It’s funny that the last post was about making everyday the best days of my life because last weekend was one of the best weekends of my whole life.
So, if you’ve been following me at all or if you know me in real life you know about The Golden Key and about Beautiful Feet. (read about the Golden Key here and about Beautiful Feet here or check out my tag drama) Beautiful Feet was the ministry that really shaped me in high school. It was the thing that gave me the opportunity to act and laugh and create and write and make the most amazing friends I could have ever asked for. So it has been one year since the end of The Golden Key and this weekend was the performance of this year’s dinner and a show through the same ministry. This is the first performance that I was not in and so many of my dear friends were in the show that I knew I had to come home. I told my parents that coming home for this weekend was more important to me than coming home for Thanksgiving. I meant it.
The cast of The Golden Key 2012 ❤
So Friday at noon I left my school and drove the five hours it takes to get home so that I could be home in time for the football game on Friday. I got to see all of my lovely friends who are in marching band as well as my beautiful best friends Rachel and Nicole. At one point I was talking to someone when I suddenly hear someone scream my name, I turn around and see Meesh running at me at a full sprint. Naturally I shriek like a little girl, throw my stuff on the floor and then we dramatically hugged. I have never felt that happy to hug someone in my life. Being away from her for the past three months has been like missing a limb. So we cried and hugged for a long time. I got to see Mr. Miller, who was one of my all time favorite teachers, my beautiful friend Erin, my dear dear friend David and so many other people who I had been missing. After the game I went to Friendly’s with Rachel and Nicole and we laughed and laughed and had a marvelous time. We took ugly snapchats, talked about our lives and just caught up.
I got home that night, watched an episode of Doctor Who with Jonathan and then promptly passed out on the couch.
The next morning I went and picked up my lovely friend Meera and we went to my favorite coffee shop in the whole-est widest world, Folklore. We talked about life and choir and college. It was so marvelous to just be with her and talk about life. We drove home and sang Rosanna and then stopped by my friend Jacob’s house. After dropping Meera off I went home and hung out with my lovely parents and that was marvelous. (don’t tell them that I told you, but I’ve missed them a TON.) My lovely friends Bethany and Sharon then came over for a little while and I took them to Giant with me to pick up Jonathan.
I drove to Sharon’s house to drop her and Bethany off when suddenly my friend Chris pulls into Sharon’s front yard and him, Becca and Zach all come running out of the car and I’m enveloped in the biggest Abby-burrito of my life (in case you don’t know, when you have two friends you say to them “Hey ____ what did you have for lunch today?” and one of them responds “A ______ burrito!!!” and then three of you hug this fourth person at once. The same thing can be done with one other friend and that’s called a ____ sandwich. It’s a big thing that my friends do.) I was so overwhelmed with joy from just seeing these people. So we caught up and hugged and just spent a couple minutes of unadulterated happiness together. I ran over to the church and saw my old director and wonderful friend Elya.

----------

DIRECTIONS:
[1] Copy out the weekend blog post word for word, everything from "The next morning" down to "pick up Jonathan.".
[2] In the blog post about the weekend home, who are the three friends who come running out of the car that pulls into Sharon's front yard?
[3] Go on with the blog post about the weekend home, picking up right after its last sentence.
The records have nothing to do with the work here.

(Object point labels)
----------

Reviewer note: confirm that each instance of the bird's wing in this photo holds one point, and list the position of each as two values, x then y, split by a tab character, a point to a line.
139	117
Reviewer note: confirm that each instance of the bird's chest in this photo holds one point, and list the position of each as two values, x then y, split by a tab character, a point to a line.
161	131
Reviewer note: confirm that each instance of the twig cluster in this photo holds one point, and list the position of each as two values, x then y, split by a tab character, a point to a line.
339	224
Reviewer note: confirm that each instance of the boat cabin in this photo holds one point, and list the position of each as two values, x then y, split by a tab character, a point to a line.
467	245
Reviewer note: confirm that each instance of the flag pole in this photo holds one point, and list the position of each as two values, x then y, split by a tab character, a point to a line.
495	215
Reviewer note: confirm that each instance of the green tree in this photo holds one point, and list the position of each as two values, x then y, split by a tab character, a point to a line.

----------

EXPECTED OUTPUTS:
[1]
The next morning I went and picked up my lovely friend Meera and we went to my favorite coffee shop in the whole-est widest world, Folklore. We talked about life and choir and college. It was so marvelous to just be with her and talk about life. We drove home and sang Rosanna and then stopped by my friend Jacob’s house. After dropping Meera off I went home and hung out with my lovely parents and that was marvelous. (don’t tell them that I told you, but I’ve missed them a TON.) My lovely friends Bethany and Sharon then came over for a little while and I took them to Giant with me to pick up Jonathan.

[2] Chris, Becca, Zach

[3]
I went out to Starbucks with my beautiful friend Megan and then met Meesh over at the church for dinner with our lovely friends Colton and Josiah who were both in The Golden Key with us. We had marvelous food and caught up. I saw so many of my favorite people at the dinner and gave so many hugs. We then went over to the auditorium to watch the show. Meesh and I sat in the front row.
The show was absolutely amazing. I laughed, I cried, I cried. I cried a lot. Like, ugly sobbed. I was just so proud of the cast and of the directors and of all the amazing work that was done. I was really moved by the message of Ever After which was that God, the story teller, has written himself into our lives and never forgets about us or leaves us alone. I just kept crying and hugging people. After the show, Meesh and I went back stage and talked to Elya for a long time and just laughed about all the silly things that they did and all the things that we know we would have done. After that about twenty of us went to the Cocoa Diner, which is the only place in my hometown that’s open past midnight. Meesh and I drove there and sang Call Me Maybe loudly the whole way there. We got there and had an amazing time just being with some of the best people I know. It was like everything was right in the whole world. Everyone I love was there: Tabitha, Sharon, Josiah, Paul, John, Becca, Zach, Ally, Kaitlyn, Chris, Sarah, Megan, Bethany, Paxton, Meesh, Elya and so many more.
Meesh and I went over to visit our friend Josh and talked with him and his mom for a long time and that was so wonderful. We drove around, left our friend David a really long voice mail and then I slept over at her house.
I went to church the next morning and it was just fabulous. I’ve forgotten how much I love worship at my church around the people I love and know the best. I went to Panera with my lovely Haiti family and some other friends: Jonathan, David, Ben, Chad, Courtney, Sunah, Erika, Steph, Amanda and Kyle. David finally got to drive my car (he’s been trying to do that for a year now.)
I went home and had a good talk with my parents and did some final packing. I wanted to go help backstage at the matinee performance of Ever After but I kept bursting into tears at random intervals and I just couldn’t do it. I went up to the church and gave everyone my last hugs and then left. My lovely friend Zach left half of his painted on beard on my face and I drove the whole way home with it there and forgot about it. Becca also left a lovely lipstick mark on my other cheek. It made me really sad to have to wash them off.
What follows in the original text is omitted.